## Begin Material provided

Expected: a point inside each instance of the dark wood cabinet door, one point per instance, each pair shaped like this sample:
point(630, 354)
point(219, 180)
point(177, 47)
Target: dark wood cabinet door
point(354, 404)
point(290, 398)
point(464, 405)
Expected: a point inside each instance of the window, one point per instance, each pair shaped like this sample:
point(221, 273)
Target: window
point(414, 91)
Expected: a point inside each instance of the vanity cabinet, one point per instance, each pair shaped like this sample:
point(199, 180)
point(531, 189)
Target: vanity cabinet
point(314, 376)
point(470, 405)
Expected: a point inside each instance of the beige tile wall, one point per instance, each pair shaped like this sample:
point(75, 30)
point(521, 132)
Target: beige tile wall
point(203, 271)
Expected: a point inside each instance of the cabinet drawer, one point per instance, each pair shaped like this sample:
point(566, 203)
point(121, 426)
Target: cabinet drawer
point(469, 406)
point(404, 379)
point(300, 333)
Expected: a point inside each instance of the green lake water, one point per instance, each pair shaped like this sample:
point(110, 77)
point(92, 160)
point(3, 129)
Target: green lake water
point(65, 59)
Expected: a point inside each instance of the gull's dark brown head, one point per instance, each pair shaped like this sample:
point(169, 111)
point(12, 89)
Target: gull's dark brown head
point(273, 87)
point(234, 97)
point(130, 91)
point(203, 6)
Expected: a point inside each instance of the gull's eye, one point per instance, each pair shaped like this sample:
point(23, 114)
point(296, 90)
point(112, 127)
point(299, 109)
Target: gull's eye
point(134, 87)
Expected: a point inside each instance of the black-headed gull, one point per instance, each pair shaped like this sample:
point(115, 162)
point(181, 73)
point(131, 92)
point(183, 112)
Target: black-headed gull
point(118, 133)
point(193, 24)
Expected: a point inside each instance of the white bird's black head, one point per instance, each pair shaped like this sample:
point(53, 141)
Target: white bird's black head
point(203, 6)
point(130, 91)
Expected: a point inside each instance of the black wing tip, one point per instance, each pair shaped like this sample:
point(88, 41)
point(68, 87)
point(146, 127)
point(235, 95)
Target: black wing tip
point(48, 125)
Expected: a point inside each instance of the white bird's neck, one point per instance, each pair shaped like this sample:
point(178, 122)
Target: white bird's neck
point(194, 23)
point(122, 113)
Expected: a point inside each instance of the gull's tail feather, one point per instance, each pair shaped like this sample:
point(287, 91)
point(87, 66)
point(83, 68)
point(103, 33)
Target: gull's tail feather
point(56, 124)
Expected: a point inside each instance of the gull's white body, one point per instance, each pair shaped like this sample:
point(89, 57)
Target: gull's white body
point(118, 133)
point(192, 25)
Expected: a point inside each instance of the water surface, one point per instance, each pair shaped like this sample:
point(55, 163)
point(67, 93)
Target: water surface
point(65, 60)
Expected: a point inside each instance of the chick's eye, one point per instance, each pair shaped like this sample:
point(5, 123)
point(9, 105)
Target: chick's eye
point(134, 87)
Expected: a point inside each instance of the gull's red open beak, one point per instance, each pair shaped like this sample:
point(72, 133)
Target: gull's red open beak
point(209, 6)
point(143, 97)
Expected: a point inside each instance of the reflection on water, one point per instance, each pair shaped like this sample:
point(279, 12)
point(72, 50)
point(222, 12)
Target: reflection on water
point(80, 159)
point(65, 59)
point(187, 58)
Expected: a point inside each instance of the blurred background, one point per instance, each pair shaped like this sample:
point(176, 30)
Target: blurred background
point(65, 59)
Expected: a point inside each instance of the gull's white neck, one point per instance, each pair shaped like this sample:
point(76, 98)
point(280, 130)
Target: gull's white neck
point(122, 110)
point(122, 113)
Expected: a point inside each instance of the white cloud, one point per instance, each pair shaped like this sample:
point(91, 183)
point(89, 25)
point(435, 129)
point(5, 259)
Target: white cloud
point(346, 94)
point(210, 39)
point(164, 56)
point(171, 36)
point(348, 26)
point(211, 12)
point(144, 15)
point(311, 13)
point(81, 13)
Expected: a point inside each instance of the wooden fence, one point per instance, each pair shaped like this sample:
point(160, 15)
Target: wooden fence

## End Material provided

■ Objective:
Rewrite all of the records above as a JSON list of strings, with one string for each line and no entries for blank lines.

■ Result for this task:
[
  "Expected: a point inside each instance of the dark wood cabinet door, one point per instance, each pair shaped like this sample:",
  "point(630, 354)",
  "point(219, 180)",
  "point(177, 47)",
  "Target: dark wood cabinet door",
  "point(354, 404)",
  "point(290, 398)",
  "point(464, 405)",
  "Expected: a point inside each instance of the window, one point per instance, each pair shaped like this sample:",
  "point(221, 273)",
  "Target: window",
  "point(414, 91)",
  "Expected: a point inside each instance of the vanity cabinet, one point per instance, each pair shaped like this sample:",
  "point(199, 180)",
  "point(531, 189)",
  "Target: vanity cabinet",
  "point(314, 376)",
  "point(470, 405)",
  "Expected: a point inside each instance of the beige tile wall, one point per instance, each pair shaped like this sample:",
  "point(75, 30)",
  "point(521, 132)",
  "Target: beige tile wall",
  "point(203, 271)",
  "Expected: a point inside each instance of the cabinet drawer, one point per instance, each pair shaped like this sample:",
  "point(566, 203)",
  "point(121, 426)",
  "Target: cabinet drawer",
  "point(469, 406)",
  "point(404, 379)",
  "point(300, 333)",
  "Expected: a point inside each instance of the green lake water, one point per instance, each pair shaped like this sample:",
  "point(110, 77)",
  "point(92, 160)",
  "point(3, 129)",
  "Target: green lake water",
  "point(65, 59)",
  "Expected: a point inside each instance of the gull's dark brown head, one point per instance, each pair shaped like this sample:",
  "point(169, 111)",
  "point(12, 89)",
  "Target: gull's dark brown head",
  "point(273, 87)",
  "point(234, 97)",
  "point(130, 91)",
  "point(203, 6)",
  "Expected: a point inside each instance of the gull's eye, one point per instance, each pair shaped like this sample:",
  "point(23, 114)",
  "point(296, 90)",
  "point(112, 127)",
  "point(299, 109)",
  "Target: gull's eye",
  "point(134, 87)",
  "Expected: a point inside each instance of the black-headed gull, one point per instance, each pair shaped like this sample:",
  "point(115, 162)",
  "point(181, 73)",
  "point(131, 92)",
  "point(183, 112)",
  "Target: black-headed gull",
  "point(118, 133)",
  "point(193, 24)",
  "Expected: a point inside each instance of the white bird's black head, one point per instance, each pair shaped like this sample:",
  "point(53, 141)",
  "Target: white bird's black head",
  "point(203, 6)",
  "point(130, 91)",
  "Expected: a point inside each instance of the black wing tip, one point per instance, each pair shaped like this sample:",
  "point(88, 41)",
  "point(68, 87)",
  "point(146, 127)",
  "point(235, 95)",
  "Target: black wing tip",
  "point(48, 125)",
  "Expected: a point inside each instance of the white bird's neck, one point per instance, each pair shaped like this sample:",
  "point(178, 122)",
  "Target: white bird's neck",
  "point(194, 23)",
  "point(122, 113)",
  "Expected: a point inside each instance of the gull's tail feather, one point per instance, each pair shaped like this sample:",
  "point(287, 91)",
  "point(87, 66)",
  "point(83, 68)",
  "point(103, 33)",
  "Target: gull's tail feather",
  "point(56, 124)",
  "Expected: a point inside each instance of the gull's white body, one point per instance, each pair shaped like this sample:",
  "point(89, 57)",
  "Target: gull's white body",
  "point(118, 133)",
  "point(192, 25)",
  "Expected: a point inside each instance of the water surface, one point per instance, each pair shaped like this sample:",
  "point(55, 163)",
  "point(67, 93)",
  "Target: water surface",
  "point(65, 60)",
  "Expected: a point inside each instance of the chick's eye, one point per instance, each pair shaped like this sample:",
  "point(5, 123)",
  "point(9, 105)",
  "Target: chick's eye",
  "point(134, 87)",
  "Expected: a point inside each instance of the gull's red open beak, one point per instance, each pair shaped like this sample:",
  "point(72, 133)",
  "Target: gull's red open beak",
  "point(209, 6)",
  "point(143, 97)",
  "Expected: a point inside each instance of the reflection on water, one point per instance, each pair shaped like this sample:",
  "point(279, 12)",
  "point(72, 50)",
  "point(222, 12)",
  "Target: reflection on water",
  "point(80, 159)",
  "point(65, 59)",
  "point(187, 58)",
  "Expected: a point inside each instance of the blurred background, one point per instance, each pair shaped like this sample:",
  "point(176, 30)",
  "Target: blurred background",
  "point(65, 59)",
  "Expected: a point inside each instance of the gull's white neck, one point per instance, each pair shaped like this sample:",
  "point(76, 98)",
  "point(280, 130)",
  "Target: gull's white neck",
  "point(122, 110)",
  "point(122, 113)",
  "Expected: a point inside each instance of the white cloud, one point per instance, each pair shaped like this sample:",
  "point(91, 183)",
  "point(89, 25)",
  "point(435, 129)",
  "point(5, 259)",
  "Target: white cloud",
  "point(346, 94)",
  "point(210, 39)",
  "point(164, 56)",
  "point(171, 36)",
  "point(348, 26)",
  "point(211, 12)",
  "point(144, 15)",
  "point(311, 13)",
  "point(81, 13)",
  "Expected: a point inside each instance of the wooden fence, one point per instance, each pair shaped like this sample:",
  "point(160, 15)",
  "Target: wooden fence"
]